What to work on. Please repeat each entry. Match every word exactly.

[Opening Record extracts section]

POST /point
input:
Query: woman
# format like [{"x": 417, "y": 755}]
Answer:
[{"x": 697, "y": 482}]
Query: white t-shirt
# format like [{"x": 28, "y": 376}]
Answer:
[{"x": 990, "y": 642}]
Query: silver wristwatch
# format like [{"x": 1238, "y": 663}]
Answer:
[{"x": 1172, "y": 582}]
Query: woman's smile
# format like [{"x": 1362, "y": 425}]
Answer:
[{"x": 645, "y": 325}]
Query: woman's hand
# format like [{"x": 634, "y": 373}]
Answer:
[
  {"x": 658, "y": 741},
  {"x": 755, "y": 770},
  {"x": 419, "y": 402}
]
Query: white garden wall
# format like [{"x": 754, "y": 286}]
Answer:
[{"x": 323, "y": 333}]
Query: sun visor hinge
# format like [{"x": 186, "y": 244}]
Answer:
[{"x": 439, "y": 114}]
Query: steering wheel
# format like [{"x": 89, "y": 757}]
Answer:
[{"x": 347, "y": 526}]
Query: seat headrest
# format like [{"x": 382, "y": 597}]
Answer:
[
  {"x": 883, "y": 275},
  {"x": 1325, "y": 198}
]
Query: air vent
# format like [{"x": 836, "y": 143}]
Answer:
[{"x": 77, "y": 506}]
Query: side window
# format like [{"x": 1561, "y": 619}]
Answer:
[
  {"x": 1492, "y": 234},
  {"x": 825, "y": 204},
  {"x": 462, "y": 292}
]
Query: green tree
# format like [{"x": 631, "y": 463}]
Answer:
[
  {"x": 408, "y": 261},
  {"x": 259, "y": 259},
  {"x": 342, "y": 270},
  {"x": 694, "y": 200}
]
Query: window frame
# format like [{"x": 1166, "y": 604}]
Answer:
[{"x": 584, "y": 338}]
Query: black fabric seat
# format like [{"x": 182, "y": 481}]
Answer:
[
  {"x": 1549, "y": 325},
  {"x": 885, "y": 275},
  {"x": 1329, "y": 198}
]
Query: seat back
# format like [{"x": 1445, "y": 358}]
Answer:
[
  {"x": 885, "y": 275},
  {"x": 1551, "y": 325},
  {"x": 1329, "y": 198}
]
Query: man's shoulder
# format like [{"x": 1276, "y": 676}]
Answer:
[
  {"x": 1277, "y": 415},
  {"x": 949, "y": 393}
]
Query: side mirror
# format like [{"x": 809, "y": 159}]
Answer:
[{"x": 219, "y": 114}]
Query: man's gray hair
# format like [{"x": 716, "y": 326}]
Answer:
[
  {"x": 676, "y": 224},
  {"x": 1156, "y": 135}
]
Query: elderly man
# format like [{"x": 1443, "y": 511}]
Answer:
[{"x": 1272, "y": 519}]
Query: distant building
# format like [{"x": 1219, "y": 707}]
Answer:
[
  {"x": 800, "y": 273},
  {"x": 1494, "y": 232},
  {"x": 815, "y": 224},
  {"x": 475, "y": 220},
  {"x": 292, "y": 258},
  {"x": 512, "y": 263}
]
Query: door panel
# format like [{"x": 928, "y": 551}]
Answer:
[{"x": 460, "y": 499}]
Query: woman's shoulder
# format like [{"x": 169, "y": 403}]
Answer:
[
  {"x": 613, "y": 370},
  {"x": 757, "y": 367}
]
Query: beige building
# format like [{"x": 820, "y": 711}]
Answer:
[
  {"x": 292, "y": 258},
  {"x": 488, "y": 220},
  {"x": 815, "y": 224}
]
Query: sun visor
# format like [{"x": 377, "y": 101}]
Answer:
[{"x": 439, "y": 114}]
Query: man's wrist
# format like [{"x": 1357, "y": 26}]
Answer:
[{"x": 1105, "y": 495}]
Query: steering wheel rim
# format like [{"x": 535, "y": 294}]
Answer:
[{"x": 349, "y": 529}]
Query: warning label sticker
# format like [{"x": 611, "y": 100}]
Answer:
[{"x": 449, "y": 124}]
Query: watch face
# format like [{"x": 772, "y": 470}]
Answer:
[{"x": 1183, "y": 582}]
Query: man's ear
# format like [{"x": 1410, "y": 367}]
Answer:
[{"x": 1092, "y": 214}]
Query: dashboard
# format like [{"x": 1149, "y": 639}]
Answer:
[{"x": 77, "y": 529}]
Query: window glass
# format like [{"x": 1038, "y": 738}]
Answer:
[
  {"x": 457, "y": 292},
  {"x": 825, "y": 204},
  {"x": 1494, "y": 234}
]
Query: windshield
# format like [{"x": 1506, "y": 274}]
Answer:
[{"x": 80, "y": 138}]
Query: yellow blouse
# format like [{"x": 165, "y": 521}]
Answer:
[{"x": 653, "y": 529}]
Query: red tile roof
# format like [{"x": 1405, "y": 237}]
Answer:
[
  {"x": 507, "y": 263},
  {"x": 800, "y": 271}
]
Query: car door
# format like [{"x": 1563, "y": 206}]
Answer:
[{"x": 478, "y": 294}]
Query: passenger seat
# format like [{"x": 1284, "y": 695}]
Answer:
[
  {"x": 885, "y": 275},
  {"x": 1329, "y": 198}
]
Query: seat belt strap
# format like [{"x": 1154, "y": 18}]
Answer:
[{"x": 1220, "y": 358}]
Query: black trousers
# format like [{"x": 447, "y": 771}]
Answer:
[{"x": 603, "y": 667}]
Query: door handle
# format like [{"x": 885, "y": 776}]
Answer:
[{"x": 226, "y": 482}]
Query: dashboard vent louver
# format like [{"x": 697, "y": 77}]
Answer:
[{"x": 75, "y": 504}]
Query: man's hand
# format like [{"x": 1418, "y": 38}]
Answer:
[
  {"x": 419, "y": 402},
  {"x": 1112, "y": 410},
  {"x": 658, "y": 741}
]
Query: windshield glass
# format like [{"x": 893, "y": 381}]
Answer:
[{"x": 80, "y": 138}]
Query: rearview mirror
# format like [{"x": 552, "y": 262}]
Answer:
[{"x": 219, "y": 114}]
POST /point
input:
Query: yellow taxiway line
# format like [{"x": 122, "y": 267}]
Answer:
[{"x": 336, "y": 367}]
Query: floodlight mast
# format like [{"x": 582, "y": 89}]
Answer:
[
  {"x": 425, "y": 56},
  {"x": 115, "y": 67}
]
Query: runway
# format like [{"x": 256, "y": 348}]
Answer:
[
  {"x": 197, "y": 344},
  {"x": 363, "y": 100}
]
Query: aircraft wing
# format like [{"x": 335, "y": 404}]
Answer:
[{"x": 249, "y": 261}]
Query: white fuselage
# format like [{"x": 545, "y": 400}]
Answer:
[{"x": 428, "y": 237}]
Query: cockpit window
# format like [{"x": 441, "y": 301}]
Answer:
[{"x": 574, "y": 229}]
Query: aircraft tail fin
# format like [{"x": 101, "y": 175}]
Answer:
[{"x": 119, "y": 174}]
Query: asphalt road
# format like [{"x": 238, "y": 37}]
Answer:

[Closing Record extracts section]

Solution to this task.
POST /point
input:
Query: woman
# format like [{"x": 417, "y": 755}]
Answer:
[{"x": 697, "y": 482}]
Query: white t-shirt
# format like [{"x": 28, "y": 376}]
Answer:
[{"x": 990, "y": 642}]
Query: silver wristwatch
# format like [{"x": 1238, "y": 663}]
Answer:
[{"x": 1172, "y": 582}]
Query: woman's smile
# format like [{"x": 1362, "y": 425}]
Answer:
[{"x": 645, "y": 325}]
Query: woman's hand
# format like [{"x": 634, "y": 373}]
Answer:
[
  {"x": 658, "y": 741},
  {"x": 755, "y": 770},
  {"x": 419, "y": 402}
]
Query: white garden wall
# format like [{"x": 754, "y": 286}]
Answer:
[{"x": 323, "y": 333}]
Query: sun visor hinge
# format like [{"x": 186, "y": 244}]
Answer:
[{"x": 439, "y": 114}]
Query: steering wheel
# format like [{"x": 89, "y": 757}]
Answer:
[{"x": 347, "y": 526}]
Query: seat headrest
# format like [{"x": 382, "y": 597}]
Answer:
[
  {"x": 883, "y": 275},
  {"x": 1325, "y": 198}
]
Query: air vent
# format like [{"x": 836, "y": 143}]
Answer:
[{"x": 77, "y": 506}]
Query: side window
# format like [{"x": 1561, "y": 619}]
Answer:
[
  {"x": 1492, "y": 234},
  {"x": 825, "y": 204},
  {"x": 462, "y": 292}
]
Query: green tree
# format like [{"x": 631, "y": 463}]
Answer:
[
  {"x": 408, "y": 261},
  {"x": 259, "y": 259},
  {"x": 342, "y": 270},
  {"x": 694, "y": 200}
]
Query: window frame
# format like [{"x": 1166, "y": 604}]
Answer:
[{"x": 584, "y": 338}]
Query: black fabric seat
# format like [{"x": 182, "y": 481}]
Answer:
[
  {"x": 1549, "y": 325},
  {"x": 885, "y": 275},
  {"x": 1329, "y": 198}
]
Query: seat back
# format like [{"x": 1445, "y": 358}]
Answer:
[
  {"x": 885, "y": 275},
  {"x": 1551, "y": 325},
  {"x": 1329, "y": 198}
]
Query: man's shoulder
# format like [{"x": 1276, "y": 676}]
Answer:
[
  {"x": 1277, "y": 415},
  {"x": 949, "y": 393}
]
Query: side mirror
# format like [{"x": 809, "y": 159}]
Answer:
[{"x": 219, "y": 114}]
Query: man's gray hair
# format like [{"x": 716, "y": 326}]
Answer:
[
  {"x": 676, "y": 224},
  {"x": 1156, "y": 135}
]
Query: elderly man
# format like [{"x": 1443, "y": 511}]
Answer:
[{"x": 1272, "y": 519}]
Query: distant building
# format like [{"x": 1219, "y": 707}]
Answer:
[
  {"x": 800, "y": 273},
  {"x": 1494, "y": 232},
  {"x": 815, "y": 224},
  {"x": 475, "y": 220},
  {"x": 292, "y": 258},
  {"x": 512, "y": 263}
]
Query: door panel
# format like [{"x": 928, "y": 551}]
Answer:
[{"x": 460, "y": 499}]
Query: woman's shoulder
# format like [{"x": 169, "y": 403}]
Answer:
[
  {"x": 613, "y": 370},
  {"x": 757, "y": 367}
]
Query: beige building
# format like [{"x": 820, "y": 711}]
Answer:
[
  {"x": 292, "y": 258},
  {"x": 488, "y": 220},
  {"x": 815, "y": 224}
]
Query: sun visor
# format like [{"x": 377, "y": 101}]
Answer:
[{"x": 439, "y": 114}]
Query: man's wrist
# format like [{"x": 1357, "y": 26}]
Answer:
[{"x": 1105, "y": 495}]
Query: steering wheel rim
# format like [{"x": 535, "y": 294}]
Answer:
[{"x": 349, "y": 529}]
Query: warning label sticker
# format like [{"x": 611, "y": 100}]
Answer:
[{"x": 449, "y": 124}]
Query: watch face
# format like [{"x": 772, "y": 470}]
Answer:
[{"x": 1183, "y": 582}]
Query: man's ear
# format like [{"x": 1410, "y": 367}]
Answer:
[{"x": 1092, "y": 214}]
Query: dashboard
# format like [{"x": 1149, "y": 639}]
Answer:
[{"x": 77, "y": 529}]
Query: window glass
# format like [{"x": 1038, "y": 738}]
Answer:
[
  {"x": 457, "y": 292},
  {"x": 825, "y": 204},
  {"x": 1494, "y": 234}
]
Query: windshield
# format like [{"x": 1506, "y": 274}]
Answer:
[{"x": 80, "y": 138}]
Query: yellow blouse
# format like [{"x": 165, "y": 521}]
Answer:
[{"x": 653, "y": 529}]
Query: red tile roof
# format like [{"x": 1405, "y": 237}]
Answer:
[
  {"x": 507, "y": 263},
  {"x": 800, "y": 271}
]
Query: car door
# format like [{"x": 1563, "y": 206}]
Answer:
[{"x": 478, "y": 294}]
Query: passenger seat
# format like [{"x": 1284, "y": 695}]
Answer:
[
  {"x": 885, "y": 275},
  {"x": 1329, "y": 198}
]
Query: seat belt strap
# format like [{"x": 1154, "y": 18}]
Answer:
[{"x": 1220, "y": 358}]
Query: black trousers
# format like [{"x": 447, "y": 771}]
Answer:
[{"x": 603, "y": 667}]
Query: door handle
# format like [{"x": 885, "y": 776}]
Answer:
[{"x": 226, "y": 482}]
Query: dashboard vent louver
# format like [{"x": 697, "y": 77}]
Answer:
[{"x": 75, "y": 504}]
Query: man's hand
# format like [{"x": 1418, "y": 38}]
Answer:
[
  {"x": 419, "y": 402},
  {"x": 1112, "y": 410},
  {"x": 658, "y": 741}
]
Query: windshield glass
# format like [{"x": 893, "y": 381}]
Answer:
[{"x": 80, "y": 138}]
Query: rearview mirror
# format like [{"x": 552, "y": 262}]
Answer:
[{"x": 219, "y": 114}]
POST /point
input:
Query: yellow taxiway line
# format like [{"x": 122, "y": 267}]
Answer:
[{"x": 336, "y": 367}]
Query: floodlight mast
# format like [{"x": 582, "y": 89}]
Answer:
[
  {"x": 425, "y": 56},
  {"x": 115, "y": 67}
]
Query: runway
# format like [{"x": 256, "y": 348}]
Answer:
[
  {"x": 197, "y": 344},
  {"x": 363, "y": 100}
]
Query: aircraft wing
# format like [{"x": 335, "y": 404}]
Answer:
[{"x": 249, "y": 261}]
Query: white fuselage
# format like [{"x": 545, "y": 400}]
Answer:
[{"x": 428, "y": 237}]
Query: cockpit window
# format like [{"x": 441, "y": 301}]
Answer:
[{"x": 574, "y": 229}]
Query: aircraft tail fin
# format like [{"x": 101, "y": 175}]
Answer:
[{"x": 119, "y": 174}]
Query: asphalt road
# format like [{"x": 238, "y": 37}]
Answer:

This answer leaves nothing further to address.